DATA FOR THIS TASK =>
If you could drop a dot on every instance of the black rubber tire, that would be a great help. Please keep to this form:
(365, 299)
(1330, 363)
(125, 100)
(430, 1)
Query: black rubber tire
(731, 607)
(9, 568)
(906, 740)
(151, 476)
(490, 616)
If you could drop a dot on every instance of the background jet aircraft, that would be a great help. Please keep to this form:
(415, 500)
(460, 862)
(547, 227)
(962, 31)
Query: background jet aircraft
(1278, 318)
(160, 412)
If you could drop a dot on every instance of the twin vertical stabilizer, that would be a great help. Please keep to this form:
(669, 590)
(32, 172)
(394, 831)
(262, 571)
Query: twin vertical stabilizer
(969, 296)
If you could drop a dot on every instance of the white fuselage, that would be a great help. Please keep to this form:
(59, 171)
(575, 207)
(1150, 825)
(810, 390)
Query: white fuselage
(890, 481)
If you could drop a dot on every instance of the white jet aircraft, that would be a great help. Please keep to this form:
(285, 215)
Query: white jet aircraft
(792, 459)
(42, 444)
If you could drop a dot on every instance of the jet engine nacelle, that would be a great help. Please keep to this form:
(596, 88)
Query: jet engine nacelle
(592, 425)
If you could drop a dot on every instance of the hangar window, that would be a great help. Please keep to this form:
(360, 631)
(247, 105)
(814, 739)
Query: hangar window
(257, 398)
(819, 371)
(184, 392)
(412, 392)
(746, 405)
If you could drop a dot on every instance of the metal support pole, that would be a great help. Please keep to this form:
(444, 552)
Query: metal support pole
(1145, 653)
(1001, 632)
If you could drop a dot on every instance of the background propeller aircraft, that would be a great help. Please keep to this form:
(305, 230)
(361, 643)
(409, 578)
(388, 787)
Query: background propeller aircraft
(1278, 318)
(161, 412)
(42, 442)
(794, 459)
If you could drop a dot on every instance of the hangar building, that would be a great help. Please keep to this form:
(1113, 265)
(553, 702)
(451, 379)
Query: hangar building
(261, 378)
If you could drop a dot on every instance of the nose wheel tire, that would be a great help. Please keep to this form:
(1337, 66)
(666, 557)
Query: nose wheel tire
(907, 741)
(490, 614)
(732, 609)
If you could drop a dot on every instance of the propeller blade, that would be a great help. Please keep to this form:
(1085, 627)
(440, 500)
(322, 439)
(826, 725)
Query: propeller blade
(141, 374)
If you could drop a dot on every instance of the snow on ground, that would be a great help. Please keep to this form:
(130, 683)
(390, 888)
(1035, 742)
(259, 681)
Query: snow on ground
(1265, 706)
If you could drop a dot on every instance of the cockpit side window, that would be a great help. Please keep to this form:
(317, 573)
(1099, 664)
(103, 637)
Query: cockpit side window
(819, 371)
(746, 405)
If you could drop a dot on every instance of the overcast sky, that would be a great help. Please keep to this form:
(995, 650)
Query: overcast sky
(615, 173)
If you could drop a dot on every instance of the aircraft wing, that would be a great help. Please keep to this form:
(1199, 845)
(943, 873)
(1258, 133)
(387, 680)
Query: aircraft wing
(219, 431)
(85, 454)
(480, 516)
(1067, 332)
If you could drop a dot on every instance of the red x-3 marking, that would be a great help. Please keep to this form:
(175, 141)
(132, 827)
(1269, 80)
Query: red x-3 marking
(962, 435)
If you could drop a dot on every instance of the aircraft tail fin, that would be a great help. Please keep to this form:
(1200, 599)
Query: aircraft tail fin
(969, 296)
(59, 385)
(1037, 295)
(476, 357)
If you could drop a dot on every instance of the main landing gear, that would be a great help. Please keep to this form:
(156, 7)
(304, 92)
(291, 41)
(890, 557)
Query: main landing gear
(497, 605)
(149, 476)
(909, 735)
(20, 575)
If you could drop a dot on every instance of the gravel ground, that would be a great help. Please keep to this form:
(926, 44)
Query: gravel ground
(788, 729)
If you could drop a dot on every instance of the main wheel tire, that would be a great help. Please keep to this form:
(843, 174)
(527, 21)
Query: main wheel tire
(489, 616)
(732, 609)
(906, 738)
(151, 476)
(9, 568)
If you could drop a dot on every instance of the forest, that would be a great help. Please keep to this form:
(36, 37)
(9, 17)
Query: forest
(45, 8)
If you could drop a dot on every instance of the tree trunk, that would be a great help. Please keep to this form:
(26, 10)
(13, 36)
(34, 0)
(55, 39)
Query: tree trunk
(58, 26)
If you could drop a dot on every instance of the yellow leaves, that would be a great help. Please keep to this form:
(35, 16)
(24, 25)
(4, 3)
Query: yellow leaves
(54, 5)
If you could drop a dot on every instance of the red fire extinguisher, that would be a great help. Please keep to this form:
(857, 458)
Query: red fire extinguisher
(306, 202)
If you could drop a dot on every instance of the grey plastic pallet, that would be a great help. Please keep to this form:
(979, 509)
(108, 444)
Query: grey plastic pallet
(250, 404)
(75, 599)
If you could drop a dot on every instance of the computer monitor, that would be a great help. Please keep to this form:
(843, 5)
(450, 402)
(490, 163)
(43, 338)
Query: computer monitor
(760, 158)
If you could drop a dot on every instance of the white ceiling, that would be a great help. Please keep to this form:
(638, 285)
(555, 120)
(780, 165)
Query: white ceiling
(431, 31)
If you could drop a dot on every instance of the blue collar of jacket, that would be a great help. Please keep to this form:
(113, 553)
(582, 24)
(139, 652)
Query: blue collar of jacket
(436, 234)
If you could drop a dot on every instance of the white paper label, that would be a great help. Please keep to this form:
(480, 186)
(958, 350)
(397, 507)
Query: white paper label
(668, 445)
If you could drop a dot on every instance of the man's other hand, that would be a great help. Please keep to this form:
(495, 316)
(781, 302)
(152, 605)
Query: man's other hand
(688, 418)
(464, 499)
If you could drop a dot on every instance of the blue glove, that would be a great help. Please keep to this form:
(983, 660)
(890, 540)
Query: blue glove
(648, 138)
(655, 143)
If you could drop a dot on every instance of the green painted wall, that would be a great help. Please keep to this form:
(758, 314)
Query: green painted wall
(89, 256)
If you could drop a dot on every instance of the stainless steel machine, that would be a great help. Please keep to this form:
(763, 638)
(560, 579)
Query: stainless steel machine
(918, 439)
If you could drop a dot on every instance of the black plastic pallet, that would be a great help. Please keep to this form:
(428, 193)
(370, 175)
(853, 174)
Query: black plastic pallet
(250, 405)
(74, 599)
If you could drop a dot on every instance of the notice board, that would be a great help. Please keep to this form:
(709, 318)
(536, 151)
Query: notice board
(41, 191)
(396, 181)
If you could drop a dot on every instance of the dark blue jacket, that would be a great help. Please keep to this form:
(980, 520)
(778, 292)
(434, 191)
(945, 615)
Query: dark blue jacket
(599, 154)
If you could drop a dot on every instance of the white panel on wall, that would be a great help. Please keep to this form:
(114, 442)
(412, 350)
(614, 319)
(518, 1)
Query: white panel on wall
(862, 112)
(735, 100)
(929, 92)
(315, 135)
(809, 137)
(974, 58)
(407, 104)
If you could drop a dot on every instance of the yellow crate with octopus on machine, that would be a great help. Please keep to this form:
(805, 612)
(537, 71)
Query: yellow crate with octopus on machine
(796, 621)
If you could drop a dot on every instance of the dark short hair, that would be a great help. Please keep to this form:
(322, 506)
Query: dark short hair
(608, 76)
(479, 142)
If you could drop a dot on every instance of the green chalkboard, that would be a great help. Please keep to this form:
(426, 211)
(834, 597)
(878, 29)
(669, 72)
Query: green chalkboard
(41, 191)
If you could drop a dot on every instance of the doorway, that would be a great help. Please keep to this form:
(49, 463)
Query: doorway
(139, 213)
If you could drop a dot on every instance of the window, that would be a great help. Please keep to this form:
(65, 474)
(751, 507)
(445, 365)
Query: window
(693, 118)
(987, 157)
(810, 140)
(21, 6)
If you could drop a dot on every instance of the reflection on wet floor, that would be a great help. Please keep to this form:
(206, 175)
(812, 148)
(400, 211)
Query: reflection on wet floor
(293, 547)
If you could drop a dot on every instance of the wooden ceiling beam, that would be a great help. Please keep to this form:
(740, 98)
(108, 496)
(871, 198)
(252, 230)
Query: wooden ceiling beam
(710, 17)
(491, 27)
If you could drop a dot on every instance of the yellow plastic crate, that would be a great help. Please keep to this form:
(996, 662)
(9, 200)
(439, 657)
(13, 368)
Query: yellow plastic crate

WHAT YOU HAVE TO DO =>
Render the material from the line containing "the dark short" through its final line as a Markdown table with the columns Row and Line, one numbered row per line, skipping blank lines.

FULL SOLUTION =>
| Row | Line |
|---|---|
| 1 | If you could drop a dot on every instance of the dark short hair, that would be a great help. Please keep to this form: |
| 2 | (322, 506) |
| 3 | Query: dark short hair |
| 4 | (608, 76) |
| 5 | (479, 142) |
| 6 | If you could drop a dot on every instance of the green chalkboard, that would be a great help. Please keep to this form: |
| 7 | (426, 211) |
| 8 | (834, 597) |
| 9 | (878, 29) |
| 10 | (669, 72) |
| 11 | Query: green chalkboard |
| 12 | (41, 191) |
| 13 | If you could drop a dot on every instance of the doorway, that would be a great help. Please keep to this form: |
| 14 | (49, 463) |
| 15 | Query: doorway |
| 16 | (139, 213) |
| 17 | If you could drop a dot on every instance of the window, that would be a great help. Please keep to this form: |
| 18 | (65, 474) |
| 19 | (751, 507) |
| 20 | (445, 365) |
| 21 | Query: window |
| 22 | (693, 118) |
| 23 | (987, 157) |
| 24 | (810, 140) |
| 25 | (21, 6) |
| 26 | If you could drop a dot on every instance of the reflection on wet floor, that would be a great help. Please keep to this form: |
| 27 | (206, 175) |
| 28 | (812, 148) |
| 29 | (400, 211) |
| 30 | Query: reflection on wet floor |
| 31 | (293, 547) |
| 32 | If you could drop a dot on every instance of the wooden ceiling beam, that would be a great help. Please keep to this form: |
| 33 | (740, 98) |
| 34 | (108, 496) |
| 35 | (871, 198) |
| 36 | (252, 230) |
| 37 | Query: wooden ceiling beam |
| 38 | (710, 17) |
| 39 | (491, 27) |
| 40 | If you could drop a dot on every instance of the yellow plastic crate, that would be a great help. Please keep to this form: |
| 41 | (996, 662) |
| 42 | (9, 200) |
| 43 | (439, 657) |
| 44 | (13, 368) |
| 45 | Query: yellow plastic crate |